● Exercise tasks:
**1)** Using the profile of Noam Shoked, explain in one to three sentences what the book he helped put together was meant to document.
**2)** Translate this sentence from the profile of Noam Shoked into Spanish: "Later, I took part in the GUH’s Student Advisory Board, and attended many lectures and events hosted by the GUH."
**3)** Answer these questions from the profile of Noam Shoked:
(a) What fellowship does he hold for 2018-2019?
(b) Who co-taught the Los Angeles studio he participated in?
(c) What will he revise into a book manuscript at Princeton?
:: Selected text ::
GUH People: Noam Shoked

Posted on by sarahhwang@berkeley.edu
Filed under: Los Angeles

Noam Shoked is a 2018-2019 Princeton-Mellon Fellow and was a student in the first GUH traveling course on Los Angeles called No Cruising: Mobile Identities and Urban Life. At Cal, Noam completed his PhD dissertation, which traced the ways in which the design of West Bank settlements became a site of both collaboration and confrontation between architects, settlers, and government officials. At Princeton, Noam will revise his dissertation into a book manuscript and lay the foundations for his next research project on the encounter between modernism urbanism and Bedouin communities in the Middle East.

How were you invovled with the Global Urban Humanities Initiative (GUH)?

I participated in the No Cruising: Mobile Identities and Urban Life in Los Angeles studio, co-taught by Margaret Crawford and Anne Walsh. I also helped putting together a book that documented the projects that grew out of that studio. Later, I took part in the GUH’s Student Advisory Board, and attended many lectures and events hosted by the GUH.
:::
:: Entries provided ::
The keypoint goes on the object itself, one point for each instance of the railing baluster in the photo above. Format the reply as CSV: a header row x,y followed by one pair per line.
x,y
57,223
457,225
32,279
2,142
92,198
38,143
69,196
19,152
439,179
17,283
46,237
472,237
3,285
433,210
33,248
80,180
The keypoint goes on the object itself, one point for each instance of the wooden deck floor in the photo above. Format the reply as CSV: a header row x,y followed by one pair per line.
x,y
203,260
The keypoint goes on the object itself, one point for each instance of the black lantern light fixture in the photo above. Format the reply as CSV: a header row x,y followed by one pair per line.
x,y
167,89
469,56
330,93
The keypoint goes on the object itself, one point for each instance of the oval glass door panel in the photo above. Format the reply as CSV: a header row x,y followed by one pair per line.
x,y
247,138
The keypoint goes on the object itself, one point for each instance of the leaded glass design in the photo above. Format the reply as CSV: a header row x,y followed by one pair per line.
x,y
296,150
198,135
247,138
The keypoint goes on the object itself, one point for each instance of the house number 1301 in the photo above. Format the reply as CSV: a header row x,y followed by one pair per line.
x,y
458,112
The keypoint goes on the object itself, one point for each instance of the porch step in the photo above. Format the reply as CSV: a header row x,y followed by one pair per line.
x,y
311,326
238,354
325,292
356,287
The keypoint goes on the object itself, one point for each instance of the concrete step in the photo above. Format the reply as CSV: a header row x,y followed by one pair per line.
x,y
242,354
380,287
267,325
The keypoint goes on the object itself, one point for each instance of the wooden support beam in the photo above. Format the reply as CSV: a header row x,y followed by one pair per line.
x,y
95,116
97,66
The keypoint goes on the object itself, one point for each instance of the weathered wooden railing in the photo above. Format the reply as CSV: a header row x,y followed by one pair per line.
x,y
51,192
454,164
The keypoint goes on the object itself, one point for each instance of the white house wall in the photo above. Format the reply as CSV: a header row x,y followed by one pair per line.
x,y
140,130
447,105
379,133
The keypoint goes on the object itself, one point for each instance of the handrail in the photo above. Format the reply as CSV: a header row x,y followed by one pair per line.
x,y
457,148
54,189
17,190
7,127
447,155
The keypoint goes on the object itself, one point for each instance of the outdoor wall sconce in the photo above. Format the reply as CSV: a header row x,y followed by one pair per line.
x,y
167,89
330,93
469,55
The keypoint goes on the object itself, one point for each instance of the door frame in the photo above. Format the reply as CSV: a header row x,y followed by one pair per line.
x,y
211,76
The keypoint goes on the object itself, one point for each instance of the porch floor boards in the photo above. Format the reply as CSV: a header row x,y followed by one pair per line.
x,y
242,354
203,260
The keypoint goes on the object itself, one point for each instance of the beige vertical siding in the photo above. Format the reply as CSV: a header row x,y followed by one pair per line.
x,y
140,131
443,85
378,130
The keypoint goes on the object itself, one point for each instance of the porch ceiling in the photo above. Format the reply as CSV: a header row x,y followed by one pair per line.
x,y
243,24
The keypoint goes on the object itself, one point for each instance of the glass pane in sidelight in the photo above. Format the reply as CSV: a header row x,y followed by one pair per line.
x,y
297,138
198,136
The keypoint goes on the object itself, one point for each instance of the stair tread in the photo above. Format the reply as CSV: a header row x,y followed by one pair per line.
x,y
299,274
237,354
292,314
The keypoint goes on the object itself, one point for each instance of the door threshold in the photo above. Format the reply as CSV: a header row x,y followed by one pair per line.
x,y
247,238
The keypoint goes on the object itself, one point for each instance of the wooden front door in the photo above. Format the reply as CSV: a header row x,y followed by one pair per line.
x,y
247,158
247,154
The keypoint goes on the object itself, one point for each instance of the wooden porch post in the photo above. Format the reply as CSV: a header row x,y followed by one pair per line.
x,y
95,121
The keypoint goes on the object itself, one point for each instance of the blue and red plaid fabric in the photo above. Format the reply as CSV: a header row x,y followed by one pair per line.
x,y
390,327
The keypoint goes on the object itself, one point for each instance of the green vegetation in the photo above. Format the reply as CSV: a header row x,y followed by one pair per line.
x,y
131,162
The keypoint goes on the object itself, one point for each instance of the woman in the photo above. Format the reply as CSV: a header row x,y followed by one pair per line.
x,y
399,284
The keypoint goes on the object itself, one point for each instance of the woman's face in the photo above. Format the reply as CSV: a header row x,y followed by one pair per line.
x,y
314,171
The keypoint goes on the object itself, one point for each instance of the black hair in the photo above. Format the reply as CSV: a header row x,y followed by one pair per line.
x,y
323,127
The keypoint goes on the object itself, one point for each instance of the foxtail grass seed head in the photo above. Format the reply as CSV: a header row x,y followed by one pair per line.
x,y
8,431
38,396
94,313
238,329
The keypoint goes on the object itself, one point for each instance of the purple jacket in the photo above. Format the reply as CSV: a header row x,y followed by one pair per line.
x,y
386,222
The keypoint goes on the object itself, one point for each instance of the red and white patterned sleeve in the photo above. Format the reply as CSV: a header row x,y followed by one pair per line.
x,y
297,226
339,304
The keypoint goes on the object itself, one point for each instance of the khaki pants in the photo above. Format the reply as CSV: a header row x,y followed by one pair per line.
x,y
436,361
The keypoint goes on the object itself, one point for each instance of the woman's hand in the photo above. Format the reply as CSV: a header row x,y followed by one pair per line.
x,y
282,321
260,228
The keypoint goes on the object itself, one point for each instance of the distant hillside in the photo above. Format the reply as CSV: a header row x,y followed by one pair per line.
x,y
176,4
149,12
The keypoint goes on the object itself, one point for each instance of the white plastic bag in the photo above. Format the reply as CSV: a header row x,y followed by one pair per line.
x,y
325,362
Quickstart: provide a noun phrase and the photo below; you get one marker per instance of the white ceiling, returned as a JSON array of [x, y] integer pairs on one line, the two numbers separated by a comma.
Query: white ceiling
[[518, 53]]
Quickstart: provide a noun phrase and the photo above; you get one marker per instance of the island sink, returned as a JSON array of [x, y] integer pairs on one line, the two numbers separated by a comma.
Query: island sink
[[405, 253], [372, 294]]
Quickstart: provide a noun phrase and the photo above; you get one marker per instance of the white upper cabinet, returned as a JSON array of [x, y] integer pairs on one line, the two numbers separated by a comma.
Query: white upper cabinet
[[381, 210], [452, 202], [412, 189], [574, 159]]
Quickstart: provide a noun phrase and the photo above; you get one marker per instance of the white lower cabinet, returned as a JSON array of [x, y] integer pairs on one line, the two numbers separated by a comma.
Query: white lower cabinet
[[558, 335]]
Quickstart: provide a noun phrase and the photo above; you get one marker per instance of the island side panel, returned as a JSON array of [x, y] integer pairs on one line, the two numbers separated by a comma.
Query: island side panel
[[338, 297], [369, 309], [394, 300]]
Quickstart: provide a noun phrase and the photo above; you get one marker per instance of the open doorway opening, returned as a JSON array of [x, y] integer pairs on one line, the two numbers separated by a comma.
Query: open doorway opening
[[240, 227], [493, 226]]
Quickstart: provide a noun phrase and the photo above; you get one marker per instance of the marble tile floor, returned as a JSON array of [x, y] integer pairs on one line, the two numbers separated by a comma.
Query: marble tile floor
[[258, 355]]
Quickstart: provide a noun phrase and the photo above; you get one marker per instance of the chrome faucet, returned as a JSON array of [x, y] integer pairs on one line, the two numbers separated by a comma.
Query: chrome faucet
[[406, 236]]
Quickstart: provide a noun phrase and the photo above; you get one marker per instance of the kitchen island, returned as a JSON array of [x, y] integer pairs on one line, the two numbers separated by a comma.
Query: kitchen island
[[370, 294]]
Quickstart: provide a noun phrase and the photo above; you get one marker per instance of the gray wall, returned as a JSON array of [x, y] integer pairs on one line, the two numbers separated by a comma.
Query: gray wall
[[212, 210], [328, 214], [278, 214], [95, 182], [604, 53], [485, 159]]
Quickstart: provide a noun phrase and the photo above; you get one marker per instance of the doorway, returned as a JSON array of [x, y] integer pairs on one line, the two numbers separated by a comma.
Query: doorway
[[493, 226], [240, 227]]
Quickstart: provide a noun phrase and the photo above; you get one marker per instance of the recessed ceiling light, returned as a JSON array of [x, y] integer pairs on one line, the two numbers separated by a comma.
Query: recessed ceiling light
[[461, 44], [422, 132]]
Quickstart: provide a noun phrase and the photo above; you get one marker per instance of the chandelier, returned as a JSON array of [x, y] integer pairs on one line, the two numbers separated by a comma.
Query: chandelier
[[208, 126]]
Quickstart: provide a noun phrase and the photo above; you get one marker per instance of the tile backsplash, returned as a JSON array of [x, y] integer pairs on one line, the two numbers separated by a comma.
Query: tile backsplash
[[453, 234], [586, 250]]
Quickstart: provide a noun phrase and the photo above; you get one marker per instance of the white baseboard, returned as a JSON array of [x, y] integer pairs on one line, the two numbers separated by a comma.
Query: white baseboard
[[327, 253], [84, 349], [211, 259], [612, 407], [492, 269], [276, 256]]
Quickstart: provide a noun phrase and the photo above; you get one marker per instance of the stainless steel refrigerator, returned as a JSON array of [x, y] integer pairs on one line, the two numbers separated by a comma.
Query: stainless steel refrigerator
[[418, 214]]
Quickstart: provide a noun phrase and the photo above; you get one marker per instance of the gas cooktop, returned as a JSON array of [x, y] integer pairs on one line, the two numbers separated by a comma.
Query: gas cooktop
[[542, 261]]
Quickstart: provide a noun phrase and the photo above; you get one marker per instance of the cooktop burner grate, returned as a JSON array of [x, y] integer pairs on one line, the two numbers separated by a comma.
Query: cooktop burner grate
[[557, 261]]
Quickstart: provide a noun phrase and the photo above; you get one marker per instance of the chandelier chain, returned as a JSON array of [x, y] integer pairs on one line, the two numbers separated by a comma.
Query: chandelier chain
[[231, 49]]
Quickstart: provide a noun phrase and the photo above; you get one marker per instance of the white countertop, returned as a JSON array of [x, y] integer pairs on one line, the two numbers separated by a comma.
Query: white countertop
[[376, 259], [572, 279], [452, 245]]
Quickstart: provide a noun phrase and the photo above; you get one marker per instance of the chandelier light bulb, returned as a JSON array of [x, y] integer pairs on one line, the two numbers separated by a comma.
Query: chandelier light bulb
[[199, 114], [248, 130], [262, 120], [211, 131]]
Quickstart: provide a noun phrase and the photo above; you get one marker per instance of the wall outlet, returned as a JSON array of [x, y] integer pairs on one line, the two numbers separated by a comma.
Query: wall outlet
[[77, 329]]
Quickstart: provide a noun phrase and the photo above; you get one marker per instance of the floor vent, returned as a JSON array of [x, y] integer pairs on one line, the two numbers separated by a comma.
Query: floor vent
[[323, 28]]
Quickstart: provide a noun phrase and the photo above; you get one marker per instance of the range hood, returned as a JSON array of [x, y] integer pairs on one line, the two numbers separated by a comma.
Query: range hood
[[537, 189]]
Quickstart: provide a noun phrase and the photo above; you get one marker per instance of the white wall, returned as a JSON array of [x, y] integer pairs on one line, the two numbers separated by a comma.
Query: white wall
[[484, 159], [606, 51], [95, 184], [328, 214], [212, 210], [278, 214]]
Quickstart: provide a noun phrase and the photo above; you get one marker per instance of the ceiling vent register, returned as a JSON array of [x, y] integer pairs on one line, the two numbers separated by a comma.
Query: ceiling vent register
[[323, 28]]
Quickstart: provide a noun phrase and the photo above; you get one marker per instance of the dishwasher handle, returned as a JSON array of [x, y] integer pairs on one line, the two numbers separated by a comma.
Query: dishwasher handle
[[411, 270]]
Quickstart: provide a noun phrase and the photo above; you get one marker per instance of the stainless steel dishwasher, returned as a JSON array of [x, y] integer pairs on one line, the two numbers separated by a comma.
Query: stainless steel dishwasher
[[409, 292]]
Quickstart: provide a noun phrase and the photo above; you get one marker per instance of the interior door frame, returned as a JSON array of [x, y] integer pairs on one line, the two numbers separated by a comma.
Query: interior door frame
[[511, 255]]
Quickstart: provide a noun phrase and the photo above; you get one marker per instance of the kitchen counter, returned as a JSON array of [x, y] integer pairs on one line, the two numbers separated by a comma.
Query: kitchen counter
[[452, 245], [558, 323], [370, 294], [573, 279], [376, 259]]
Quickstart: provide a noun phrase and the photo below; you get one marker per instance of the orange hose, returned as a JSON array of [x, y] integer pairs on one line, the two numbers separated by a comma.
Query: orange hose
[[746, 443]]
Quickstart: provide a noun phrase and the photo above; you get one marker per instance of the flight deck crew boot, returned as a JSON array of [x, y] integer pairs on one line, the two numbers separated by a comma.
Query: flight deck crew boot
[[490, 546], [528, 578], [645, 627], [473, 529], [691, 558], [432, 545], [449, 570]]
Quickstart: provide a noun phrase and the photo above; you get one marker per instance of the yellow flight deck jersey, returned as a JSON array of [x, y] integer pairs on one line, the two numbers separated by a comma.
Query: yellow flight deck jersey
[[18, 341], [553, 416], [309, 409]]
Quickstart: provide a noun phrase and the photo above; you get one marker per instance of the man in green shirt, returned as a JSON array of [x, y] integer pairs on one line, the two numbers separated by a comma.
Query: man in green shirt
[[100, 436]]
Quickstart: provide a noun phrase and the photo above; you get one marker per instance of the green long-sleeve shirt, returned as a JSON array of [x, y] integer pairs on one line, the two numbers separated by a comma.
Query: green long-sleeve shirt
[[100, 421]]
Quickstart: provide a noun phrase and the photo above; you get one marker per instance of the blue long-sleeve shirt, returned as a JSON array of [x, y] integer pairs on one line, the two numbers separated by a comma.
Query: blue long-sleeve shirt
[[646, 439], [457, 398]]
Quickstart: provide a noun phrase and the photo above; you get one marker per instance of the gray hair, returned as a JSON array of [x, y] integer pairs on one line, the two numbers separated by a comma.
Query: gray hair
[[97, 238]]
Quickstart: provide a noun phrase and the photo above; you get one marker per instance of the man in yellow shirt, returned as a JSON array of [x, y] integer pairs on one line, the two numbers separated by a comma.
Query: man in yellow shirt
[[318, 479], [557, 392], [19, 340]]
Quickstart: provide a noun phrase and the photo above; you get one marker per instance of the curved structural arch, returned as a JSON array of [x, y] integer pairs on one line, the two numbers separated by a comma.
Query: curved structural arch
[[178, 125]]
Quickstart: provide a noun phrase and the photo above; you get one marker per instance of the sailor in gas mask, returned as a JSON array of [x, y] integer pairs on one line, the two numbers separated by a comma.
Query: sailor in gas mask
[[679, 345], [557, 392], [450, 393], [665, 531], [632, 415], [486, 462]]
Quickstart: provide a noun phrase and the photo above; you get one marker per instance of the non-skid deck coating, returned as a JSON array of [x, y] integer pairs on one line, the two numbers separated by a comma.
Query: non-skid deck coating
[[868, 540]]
:::
● Solutions by task:
**1)** The book documented the projects that grew out of the No Cruising: Mobile Identities and Urban Life in Los Angeles studio, which Noam Shoked took part in and which Margaret Crawford and Anne Walsh co-taught.

**2)** Más tarde, formé parte del Consejo Asesor Estudiantil de la GUH y asistí a muchas conferencias y eventos organizados por la GUH.

**3)**
(a) He is a Princeton-Mellon Fellow.
(b) Margaret Crawford and Anne Walsh.
(c) His PhD dissertation.